[HOW TO COMPLETE THIS TASK] According to the applied physics notes, which four materials were tested in session four to see which was a better conductor?

[STUDY TEXT]
◇ ◇ ◇ ◇ ◇

Applied Physics

Applied physics is physics which is intended for a particular technological or practical use. It is usually considered as a bridge or a connection between "pure" physics and engineering. ~Google dictionary ._.

Session 1 -

In session one we learned about velocity. Also we defined frequency,pitch,amplitude, and loudness.

Session 2 -

In session two we experimented with different sound waves.

Session 3 -

In session three we defined and experimented three ways heat is transferred.

Session 4 -

In session four we tested to see if foam, plastic, wood, or metal was a better conductor.

Session 5 -

In session 5 we discovered how light waves travel. Then we tested to see what colored lens would block the least amount and highest amount of light.

Session 6 -

In session six we learned the characteristics and the differences of of laser lights and ordinary lights. We then learned the safety rules of the laser. Finally we experimented with the laser lights.

Session 7 -

In session seven we learned proper care for a a laser. After learning proper care, we transfer sound waves through the laser.  Finally we use a beam splitter and mirrors to direct the laser beam.

◇ ◇ ◇ ◇ ◇

Stored data:
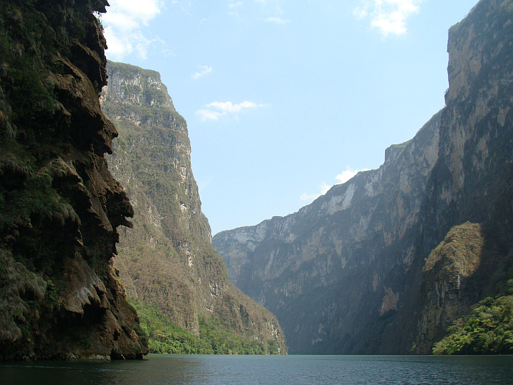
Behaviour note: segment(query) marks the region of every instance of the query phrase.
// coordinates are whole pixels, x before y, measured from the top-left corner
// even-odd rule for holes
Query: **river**
[[[512,385],[513,356],[185,356],[0,363],[10,385]]]

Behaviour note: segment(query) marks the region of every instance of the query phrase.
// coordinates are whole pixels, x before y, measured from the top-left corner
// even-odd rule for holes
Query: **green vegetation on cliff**
[[[187,123],[160,75],[111,62],[107,74],[102,109],[119,133],[109,168],[134,207],[114,266],[137,299],[150,351],[285,353],[276,317],[229,282],[212,248]]]
[[[103,157],[107,4],[0,1],[0,359],[147,353],[112,268],[133,211]]]
[[[513,354],[513,295],[483,300],[447,331],[434,354]]]
[[[276,343],[241,337],[226,328],[215,315],[201,317],[199,336],[171,321],[158,308],[129,301],[137,310],[141,327],[148,336],[150,353],[185,354],[278,354]]]

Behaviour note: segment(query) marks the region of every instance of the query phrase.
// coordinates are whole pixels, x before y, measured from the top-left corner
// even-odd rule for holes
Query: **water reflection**
[[[511,385],[513,356],[168,356],[0,363],[0,384]]]

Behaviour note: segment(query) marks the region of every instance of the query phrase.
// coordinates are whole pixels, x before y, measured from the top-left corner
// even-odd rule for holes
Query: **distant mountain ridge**
[[[213,239],[291,353],[430,353],[513,278],[512,18],[482,0],[450,29],[446,107],[379,169]]]
[[[107,71],[102,109],[119,132],[108,161],[135,212],[133,228],[120,232],[115,261],[127,295],[196,335],[202,318],[215,317],[264,350],[286,352],[276,317],[228,282],[211,247],[187,123],[160,75],[111,62]]]

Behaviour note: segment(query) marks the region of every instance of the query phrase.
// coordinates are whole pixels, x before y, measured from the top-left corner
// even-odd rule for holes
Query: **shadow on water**
[[[513,356],[181,356],[0,363],[10,385],[511,385]]]

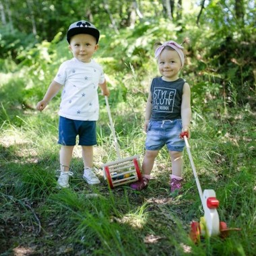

◇ ◇ ◇ ◇ ◇

[FINISHED TASK] Foam, plastic, wood, and metal.